### [What you need to do]
Look for "Can you find the floating" in the entries below. Then write out exactly the line that holds it and every line after it, to the last, and nothing else.

### [Data records]
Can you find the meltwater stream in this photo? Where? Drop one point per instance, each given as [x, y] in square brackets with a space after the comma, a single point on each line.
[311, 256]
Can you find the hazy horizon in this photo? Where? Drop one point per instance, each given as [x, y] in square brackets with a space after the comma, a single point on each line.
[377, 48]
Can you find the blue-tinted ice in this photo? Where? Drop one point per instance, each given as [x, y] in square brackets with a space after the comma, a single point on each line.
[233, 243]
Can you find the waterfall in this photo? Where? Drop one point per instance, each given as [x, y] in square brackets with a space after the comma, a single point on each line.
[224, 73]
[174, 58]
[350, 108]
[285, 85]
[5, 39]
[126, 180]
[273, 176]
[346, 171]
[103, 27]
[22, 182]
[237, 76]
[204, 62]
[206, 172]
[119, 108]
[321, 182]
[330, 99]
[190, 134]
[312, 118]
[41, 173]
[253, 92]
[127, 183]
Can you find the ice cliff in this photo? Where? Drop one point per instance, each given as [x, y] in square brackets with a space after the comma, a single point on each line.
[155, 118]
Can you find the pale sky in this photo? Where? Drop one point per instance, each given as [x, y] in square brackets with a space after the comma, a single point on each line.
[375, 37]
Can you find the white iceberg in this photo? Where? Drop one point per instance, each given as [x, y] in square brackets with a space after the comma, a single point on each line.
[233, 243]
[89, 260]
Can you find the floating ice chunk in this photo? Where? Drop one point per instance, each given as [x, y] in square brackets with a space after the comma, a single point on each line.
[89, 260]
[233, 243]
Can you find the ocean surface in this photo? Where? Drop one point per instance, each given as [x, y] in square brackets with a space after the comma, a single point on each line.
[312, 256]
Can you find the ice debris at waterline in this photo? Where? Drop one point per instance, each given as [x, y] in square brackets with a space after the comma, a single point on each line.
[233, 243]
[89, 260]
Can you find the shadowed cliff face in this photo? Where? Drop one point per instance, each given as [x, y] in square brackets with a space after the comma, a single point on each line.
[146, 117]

### [Your solution]
Can you find the floating ice chunk in this photo? Where? Drop one point per instance, each given as [x, y] in square brackets with a space after the comma, a single point on each line.
[89, 260]
[233, 243]
Can you find the ocean surface in this photo? Where? Drop one point per instance, each given as [x, y] in square brackets with a space after the comma, a single point on each line.
[312, 256]
Can you find the ice debris at waterline in this photo? Where? Drop one point per instance, each given as [x, y] in square brackets with a space after the comma, a single point on each line.
[233, 243]
[89, 260]
Can you find the shadowed cliff face in this photo? Where? Drop one point per instance, each given as [x, y] in square brackets with a space after the comma, a single point on each line.
[146, 117]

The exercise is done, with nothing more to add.